• Trecho do documento
+--
Muita aventura e perrengue, este é o resumo que se pode fazer da conquista da via Reino Mágico, de 1035 metros na pedra Du Bois em Santa Maria Madalena, interior do Rio. Foram necessário 8 meses, muito material, chuva e surpresas.

O trio, Felipe Dallorto, Flávia dos Anjos e Claudney Neves começaram a conquista em Outubro do ano passado e apenas finalizaram a via recentemente, dedicando ela ao amigo Bernardo Collares, que faleceu no Fitz Roy em janeiro deste ano. Na véspera da viagem à Patagônia, Bernardo chegou a dizer que seria o primeiro a repetir a via.

Com a conquista, a Reino Mágico entra no Roll das mega vias do Brasil, que excedem os mil metros de altura.

Confira o relato na íntegra da conquista:

Santa Maria Madalena, pequena cidade localizada no interior do Rio, desconhecida por muitos e dona de montanhas virgens para todos os gostos.

Tudo começou por um convite de um velho amigo que há muitos anos sempre escalava uma única via da cidade a “Sinfonia do Rabo de Galo” na Pedra Dubois. Após este convite do Luiz Felipe Temperine, Felipe e Flavia foram conhecer o potencial do lugar e começaram a investir em várias conquistas nas montanhas e falésias virgens deste incrível lugar, esta é uma longa história no qual contaremos num próximo relato.

Após várias conquistas na região de Santa Maria Madalena, Felipe e Flavia decidiram conferir o potencial na montanha símbolo da cidade à pedra “Dubois”. Percebendo que a parede era grande e que a logística seria melhor com três pessoas, decidiram chamar o amigo Claudney Neves que vinha demonstrando interesse por grandes conquistas e também vinha fazendo convites para lugares como o ES.

Pegamos a estrada para Santa Maria Madalena no sábado, nove de outubro, chegamos ao início da tarde e procuramos uma fazenda para acampar, a idéia era ficar na base de outras vias já conquistadas.&nbsp, E foi onde conhecemos o Sr. Ranulfo, que ofereceu a varanda de uma das casas do seu sítio para ficarmos. Aceitamos!

Não perdemos o dia, arrumamos as mochilas e partimos para a Pedra Dubois, que fica ao lado do centro da cidade. Sabíamos que a montanha possuía apenas duas vias, uma do Benito Esteves (Sinfonia do Rabo de Galo) e outra do Flavio e Cintia Daflon (À Moda Antiga). Com pouquíssima informação sobre essas duas vias nossa idéia era conquistar uma nova linha bem à esquerda das mesmas, pegando a parte mais longa da montanha. Desde o inicio estávamos preocupados em como identificar a linha da via do casal Daflon, pois em 600m só haviam batido quatro grampos, mas o problema não foi à via deles, descobrimos, de uma maneira não muito agradável, que havia outra na parede…

Seguimos a trilha de no máximo 20min até a base. Vimos alguns grampos e achávamos que seriam da À Moda Antiga. Começamos a conquista revezando a cordada com uma grampeação bem esparsa até o momento que a Flavia viu um grampo 30m abaixo de onde tínhamos batido a última chapeleta. Começamos a procurar outros, infelizmente achamos… Exatamente 30m acima!!! Por acaso, estávamos intermediando uma enfiada de um projeto de via que só mais tarde soubemos que este projeto era de amigos nossos. Continuamos subindo pela via desconhecida até o platô que divide a montanha. Já era fim de tarde, caminhamos pelo platô e escolhemos uma linha bem mais à esquerda onde Flavia bateu somente uma proteção e descemos antes de escurecer.
+--
• Material extraído
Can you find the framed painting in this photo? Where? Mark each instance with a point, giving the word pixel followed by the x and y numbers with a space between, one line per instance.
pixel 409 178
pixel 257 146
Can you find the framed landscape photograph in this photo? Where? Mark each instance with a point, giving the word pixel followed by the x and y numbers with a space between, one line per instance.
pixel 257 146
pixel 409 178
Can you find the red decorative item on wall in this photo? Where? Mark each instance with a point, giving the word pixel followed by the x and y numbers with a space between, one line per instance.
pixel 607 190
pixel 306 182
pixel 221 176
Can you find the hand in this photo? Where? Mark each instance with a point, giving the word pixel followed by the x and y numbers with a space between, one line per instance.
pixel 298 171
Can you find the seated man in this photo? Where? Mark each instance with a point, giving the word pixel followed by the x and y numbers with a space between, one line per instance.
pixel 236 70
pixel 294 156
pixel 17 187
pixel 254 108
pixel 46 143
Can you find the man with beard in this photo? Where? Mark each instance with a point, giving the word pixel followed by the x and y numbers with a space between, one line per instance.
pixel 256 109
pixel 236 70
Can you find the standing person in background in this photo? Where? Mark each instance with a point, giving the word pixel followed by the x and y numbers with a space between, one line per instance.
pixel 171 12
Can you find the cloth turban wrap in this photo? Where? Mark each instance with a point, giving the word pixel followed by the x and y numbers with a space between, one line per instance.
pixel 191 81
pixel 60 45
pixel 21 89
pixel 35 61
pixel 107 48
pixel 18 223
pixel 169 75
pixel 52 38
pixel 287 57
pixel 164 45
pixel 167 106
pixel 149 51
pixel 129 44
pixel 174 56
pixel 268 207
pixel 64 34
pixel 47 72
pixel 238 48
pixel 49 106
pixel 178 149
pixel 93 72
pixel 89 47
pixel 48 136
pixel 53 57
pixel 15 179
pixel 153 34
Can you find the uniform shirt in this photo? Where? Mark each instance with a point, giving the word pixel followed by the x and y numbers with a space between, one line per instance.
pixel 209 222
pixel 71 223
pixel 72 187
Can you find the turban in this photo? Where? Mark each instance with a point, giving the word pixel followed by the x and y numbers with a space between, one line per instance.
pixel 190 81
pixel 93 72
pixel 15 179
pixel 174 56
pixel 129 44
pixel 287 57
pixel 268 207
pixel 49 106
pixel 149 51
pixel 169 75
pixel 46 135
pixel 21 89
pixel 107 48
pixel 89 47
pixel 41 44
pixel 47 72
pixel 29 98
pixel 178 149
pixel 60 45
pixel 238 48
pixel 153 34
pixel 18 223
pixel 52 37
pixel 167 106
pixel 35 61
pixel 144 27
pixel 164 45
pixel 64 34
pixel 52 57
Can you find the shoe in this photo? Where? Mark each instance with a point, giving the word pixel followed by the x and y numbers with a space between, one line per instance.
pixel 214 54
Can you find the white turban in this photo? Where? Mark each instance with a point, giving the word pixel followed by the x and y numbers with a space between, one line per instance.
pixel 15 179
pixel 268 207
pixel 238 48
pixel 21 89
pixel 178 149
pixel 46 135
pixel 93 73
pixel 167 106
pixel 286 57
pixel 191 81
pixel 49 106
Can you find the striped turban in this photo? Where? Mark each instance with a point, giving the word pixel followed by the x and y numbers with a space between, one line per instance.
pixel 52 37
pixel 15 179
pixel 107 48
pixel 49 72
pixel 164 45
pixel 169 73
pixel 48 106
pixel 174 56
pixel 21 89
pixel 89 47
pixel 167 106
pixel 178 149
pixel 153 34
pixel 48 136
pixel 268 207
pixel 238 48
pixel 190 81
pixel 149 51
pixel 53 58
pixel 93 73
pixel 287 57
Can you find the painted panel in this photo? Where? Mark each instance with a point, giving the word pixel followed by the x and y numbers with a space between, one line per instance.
+--
• Exercícios
**a.** Traduza para o inglês a frase “Com a conquista, a Reino Mágico entra no Roll das mega vias do Brasil, que excedem os mil metros de altura.”, do relato sobre a via Reino Mágico.
**b.** No relato sobre a via Reino Mágico, condense o parágrafo iniciado por “Após várias conquistas na região” sem perder os fatos principais.

• Gabarito
**a.** With this first ascent, Reino Mágico joins the roster of Brazil's mega routes, which exceed one thousand meters in height.

**b.** Depois de várias conquistas em Santa Maria Madalena, Felipe e Flavia decidiram avaliar o potencial da pedra Dubois, montanha símbolo da cidade. A parede era grande e a logística seria melhor com três pessoas. Por isso convidaram Claudney Neves, que vinha demonstrando interesse por grandes conquistas e fazendo convites para lugares como o ES.